(INSTRUCTIONS FOR THE TASK)
Copy exactly the lines of the records below, starting at the line that contains "the grass patch." and continuing through the last line, both included; omit any pictures.

☆ ☆ ☆ ☆ ☆

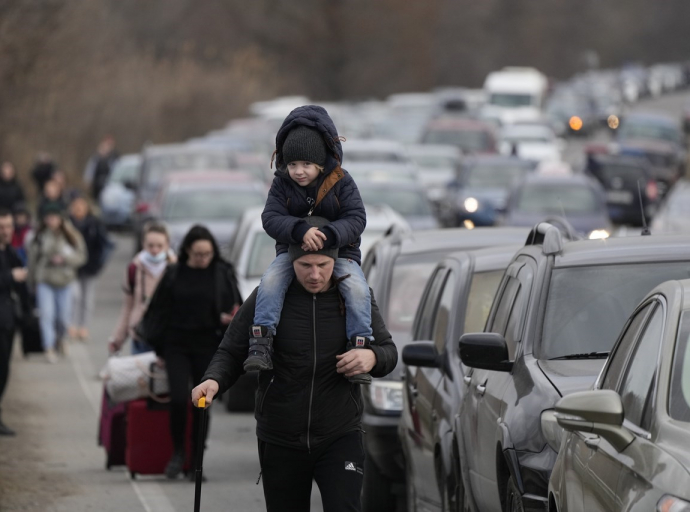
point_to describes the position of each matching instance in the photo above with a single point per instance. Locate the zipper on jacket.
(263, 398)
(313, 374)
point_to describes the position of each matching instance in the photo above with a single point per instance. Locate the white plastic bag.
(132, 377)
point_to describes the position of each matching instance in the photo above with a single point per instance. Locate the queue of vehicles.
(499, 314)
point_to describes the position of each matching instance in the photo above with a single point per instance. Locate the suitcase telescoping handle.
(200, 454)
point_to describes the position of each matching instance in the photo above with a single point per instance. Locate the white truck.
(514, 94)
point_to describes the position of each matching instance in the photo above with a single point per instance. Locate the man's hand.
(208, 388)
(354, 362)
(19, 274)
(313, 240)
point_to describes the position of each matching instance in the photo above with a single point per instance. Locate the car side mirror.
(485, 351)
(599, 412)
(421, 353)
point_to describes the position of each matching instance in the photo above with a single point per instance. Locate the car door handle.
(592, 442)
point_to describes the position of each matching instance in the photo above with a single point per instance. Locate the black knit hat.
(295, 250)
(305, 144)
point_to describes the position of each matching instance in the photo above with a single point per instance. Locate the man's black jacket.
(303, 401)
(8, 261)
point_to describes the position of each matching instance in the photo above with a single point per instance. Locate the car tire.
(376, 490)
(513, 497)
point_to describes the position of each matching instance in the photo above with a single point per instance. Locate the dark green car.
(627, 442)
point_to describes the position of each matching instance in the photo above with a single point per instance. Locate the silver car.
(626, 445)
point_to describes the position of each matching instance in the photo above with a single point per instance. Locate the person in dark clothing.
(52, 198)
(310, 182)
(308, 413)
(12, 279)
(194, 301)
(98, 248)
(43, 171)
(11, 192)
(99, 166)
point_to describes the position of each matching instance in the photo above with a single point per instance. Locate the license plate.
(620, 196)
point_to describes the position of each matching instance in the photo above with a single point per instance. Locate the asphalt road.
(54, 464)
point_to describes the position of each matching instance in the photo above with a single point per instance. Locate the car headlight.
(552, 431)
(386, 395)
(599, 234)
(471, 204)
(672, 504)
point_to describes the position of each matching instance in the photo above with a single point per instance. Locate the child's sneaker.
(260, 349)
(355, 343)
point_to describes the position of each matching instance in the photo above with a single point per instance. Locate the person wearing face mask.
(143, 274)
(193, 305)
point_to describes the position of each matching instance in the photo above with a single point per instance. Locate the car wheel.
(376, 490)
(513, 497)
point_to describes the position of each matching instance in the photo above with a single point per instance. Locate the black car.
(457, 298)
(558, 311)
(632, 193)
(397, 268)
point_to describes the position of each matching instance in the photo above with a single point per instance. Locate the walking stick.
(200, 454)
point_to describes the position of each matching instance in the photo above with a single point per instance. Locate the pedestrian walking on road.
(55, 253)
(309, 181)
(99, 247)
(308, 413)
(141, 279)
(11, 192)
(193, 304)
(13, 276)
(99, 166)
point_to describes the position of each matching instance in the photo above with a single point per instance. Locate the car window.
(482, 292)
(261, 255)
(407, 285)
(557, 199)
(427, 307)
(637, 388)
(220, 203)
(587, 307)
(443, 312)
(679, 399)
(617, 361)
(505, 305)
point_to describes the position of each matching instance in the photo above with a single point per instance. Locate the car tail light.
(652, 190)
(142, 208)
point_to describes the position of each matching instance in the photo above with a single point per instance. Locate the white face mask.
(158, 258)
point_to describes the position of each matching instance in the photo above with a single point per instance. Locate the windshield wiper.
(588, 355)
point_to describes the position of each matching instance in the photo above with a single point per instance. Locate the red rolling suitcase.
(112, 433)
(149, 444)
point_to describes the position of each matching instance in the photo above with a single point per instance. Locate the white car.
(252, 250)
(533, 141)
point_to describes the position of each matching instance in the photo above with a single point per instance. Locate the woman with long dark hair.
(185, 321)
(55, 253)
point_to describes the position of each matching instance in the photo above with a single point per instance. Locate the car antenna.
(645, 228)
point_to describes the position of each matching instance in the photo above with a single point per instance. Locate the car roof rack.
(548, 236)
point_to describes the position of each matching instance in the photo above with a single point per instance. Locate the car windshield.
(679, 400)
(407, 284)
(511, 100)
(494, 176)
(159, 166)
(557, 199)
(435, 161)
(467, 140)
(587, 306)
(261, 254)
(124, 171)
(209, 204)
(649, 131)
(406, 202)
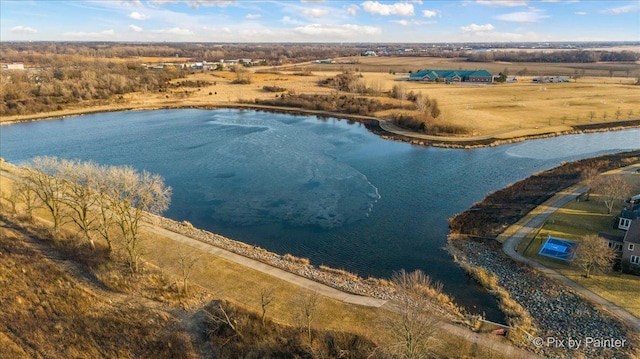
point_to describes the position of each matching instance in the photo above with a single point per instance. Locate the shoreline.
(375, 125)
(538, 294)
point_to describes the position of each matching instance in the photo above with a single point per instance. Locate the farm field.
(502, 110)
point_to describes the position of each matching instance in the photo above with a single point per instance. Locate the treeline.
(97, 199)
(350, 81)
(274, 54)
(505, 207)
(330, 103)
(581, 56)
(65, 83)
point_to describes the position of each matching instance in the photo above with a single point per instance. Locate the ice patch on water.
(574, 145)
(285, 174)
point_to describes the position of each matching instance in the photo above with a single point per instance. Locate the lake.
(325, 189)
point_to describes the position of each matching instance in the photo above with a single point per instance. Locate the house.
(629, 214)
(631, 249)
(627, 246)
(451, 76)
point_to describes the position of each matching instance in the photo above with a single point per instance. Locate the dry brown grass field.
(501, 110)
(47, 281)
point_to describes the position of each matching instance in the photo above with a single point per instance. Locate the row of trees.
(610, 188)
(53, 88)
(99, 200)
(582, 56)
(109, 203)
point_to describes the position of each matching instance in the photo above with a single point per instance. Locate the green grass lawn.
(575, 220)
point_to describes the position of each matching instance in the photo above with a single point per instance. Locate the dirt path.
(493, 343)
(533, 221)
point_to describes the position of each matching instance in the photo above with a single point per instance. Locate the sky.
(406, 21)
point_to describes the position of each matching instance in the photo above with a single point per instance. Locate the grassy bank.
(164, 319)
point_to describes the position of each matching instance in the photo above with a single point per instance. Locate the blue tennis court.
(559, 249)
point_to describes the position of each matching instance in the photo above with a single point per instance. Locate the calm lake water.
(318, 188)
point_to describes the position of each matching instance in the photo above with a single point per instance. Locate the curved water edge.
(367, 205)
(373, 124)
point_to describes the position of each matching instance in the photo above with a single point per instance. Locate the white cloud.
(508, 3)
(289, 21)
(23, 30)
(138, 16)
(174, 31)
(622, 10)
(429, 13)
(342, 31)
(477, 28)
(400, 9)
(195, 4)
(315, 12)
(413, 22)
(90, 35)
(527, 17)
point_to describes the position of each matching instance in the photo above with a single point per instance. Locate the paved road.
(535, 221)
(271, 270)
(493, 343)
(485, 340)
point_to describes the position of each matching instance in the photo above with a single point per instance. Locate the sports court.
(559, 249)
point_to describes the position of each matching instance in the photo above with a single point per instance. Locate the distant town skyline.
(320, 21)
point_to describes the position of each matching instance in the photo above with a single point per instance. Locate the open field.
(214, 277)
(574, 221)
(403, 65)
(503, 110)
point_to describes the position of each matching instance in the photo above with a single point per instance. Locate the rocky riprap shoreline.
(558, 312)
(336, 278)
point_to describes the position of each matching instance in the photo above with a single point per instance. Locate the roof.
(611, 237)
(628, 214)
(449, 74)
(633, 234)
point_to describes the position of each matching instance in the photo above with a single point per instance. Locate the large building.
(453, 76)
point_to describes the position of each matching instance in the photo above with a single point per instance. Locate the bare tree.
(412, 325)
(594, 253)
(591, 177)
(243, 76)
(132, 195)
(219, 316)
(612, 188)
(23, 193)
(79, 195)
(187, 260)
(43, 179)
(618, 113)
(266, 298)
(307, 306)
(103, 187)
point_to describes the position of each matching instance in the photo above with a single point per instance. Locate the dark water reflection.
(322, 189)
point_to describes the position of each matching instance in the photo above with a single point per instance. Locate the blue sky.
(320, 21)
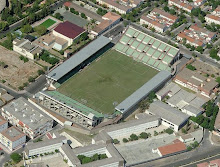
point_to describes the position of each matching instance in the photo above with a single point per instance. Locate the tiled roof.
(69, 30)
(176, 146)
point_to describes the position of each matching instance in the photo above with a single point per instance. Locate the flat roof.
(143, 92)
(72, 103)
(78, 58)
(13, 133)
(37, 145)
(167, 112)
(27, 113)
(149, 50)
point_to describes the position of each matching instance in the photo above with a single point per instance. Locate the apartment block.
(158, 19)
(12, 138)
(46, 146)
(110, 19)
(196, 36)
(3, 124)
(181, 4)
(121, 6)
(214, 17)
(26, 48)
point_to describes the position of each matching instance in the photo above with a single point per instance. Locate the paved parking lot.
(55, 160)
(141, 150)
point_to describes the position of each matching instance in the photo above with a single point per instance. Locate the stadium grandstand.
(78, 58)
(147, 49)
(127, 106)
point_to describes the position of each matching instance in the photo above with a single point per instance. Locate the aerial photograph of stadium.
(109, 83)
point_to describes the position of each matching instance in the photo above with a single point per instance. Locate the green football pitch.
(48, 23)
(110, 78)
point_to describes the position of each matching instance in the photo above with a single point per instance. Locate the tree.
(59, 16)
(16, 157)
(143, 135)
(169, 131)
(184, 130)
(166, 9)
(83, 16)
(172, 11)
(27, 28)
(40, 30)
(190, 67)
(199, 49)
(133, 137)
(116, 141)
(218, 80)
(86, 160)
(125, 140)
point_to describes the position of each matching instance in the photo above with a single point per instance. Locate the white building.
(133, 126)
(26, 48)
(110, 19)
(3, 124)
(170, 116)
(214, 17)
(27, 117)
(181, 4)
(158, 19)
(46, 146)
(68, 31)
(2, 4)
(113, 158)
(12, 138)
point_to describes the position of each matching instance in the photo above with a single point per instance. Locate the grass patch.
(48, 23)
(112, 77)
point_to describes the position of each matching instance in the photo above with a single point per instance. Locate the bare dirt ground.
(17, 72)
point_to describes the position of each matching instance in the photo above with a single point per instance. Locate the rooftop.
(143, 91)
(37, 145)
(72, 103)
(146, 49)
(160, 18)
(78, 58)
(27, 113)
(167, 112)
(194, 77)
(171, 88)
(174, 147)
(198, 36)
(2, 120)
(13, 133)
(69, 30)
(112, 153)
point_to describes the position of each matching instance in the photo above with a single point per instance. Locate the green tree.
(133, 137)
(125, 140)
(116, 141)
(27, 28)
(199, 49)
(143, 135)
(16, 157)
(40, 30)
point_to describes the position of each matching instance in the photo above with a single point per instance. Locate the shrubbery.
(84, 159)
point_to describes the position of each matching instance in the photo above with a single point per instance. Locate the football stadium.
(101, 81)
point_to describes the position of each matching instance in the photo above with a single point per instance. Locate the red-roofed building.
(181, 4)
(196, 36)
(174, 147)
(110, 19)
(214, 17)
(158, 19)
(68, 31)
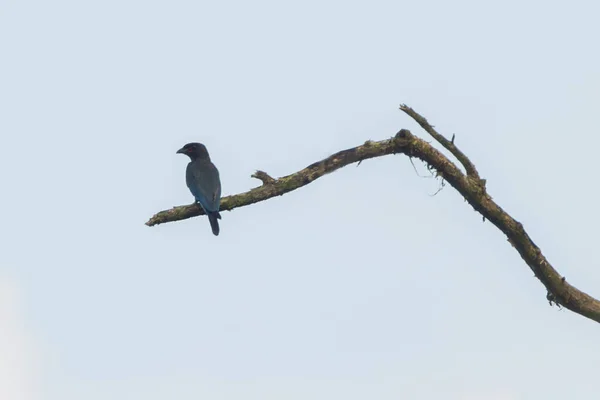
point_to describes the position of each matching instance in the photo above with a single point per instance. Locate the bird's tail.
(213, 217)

☆ ☆ ☆ ☆ ☆

(EXERCISE RESULT)
point_to describes the position of each matching instance in the photo above with a single point per instance. Locate the grass patch.
(48, 23)
(112, 77)
point_to describes the position of each matching instance in the photo above with a single point per instance. Locate the bare dirt ground.
(17, 72)
point_to describes the position of each matching instance in the photo above with a single point per instance. Locate the rooftop.
(143, 91)
(37, 145)
(72, 103)
(146, 49)
(160, 18)
(78, 58)
(27, 113)
(167, 112)
(194, 77)
(171, 88)
(174, 147)
(198, 36)
(2, 120)
(13, 133)
(69, 30)
(112, 153)
point_to describes the position of each matching instance in the photo above with a single point per instance. Locate the green tree.
(133, 137)
(125, 140)
(116, 141)
(27, 28)
(199, 49)
(143, 135)
(16, 157)
(40, 30)
point_to describes the position of each matching instance in the photo above with a single point per instance. Locate the shrubbery.
(84, 159)
point_to describes the position of each matching instance in the photo above with a single point per instance. Locate the football stadium.
(101, 81)
point_to describes the position of each matching instance in the photo above with a single point per instance. Locate the red-roofed building.
(181, 4)
(196, 36)
(174, 147)
(110, 19)
(214, 17)
(158, 19)
(68, 31)
point_to describes the position of each matching instance in the photo above with a single point per instance. Locate the bird's tail.
(213, 217)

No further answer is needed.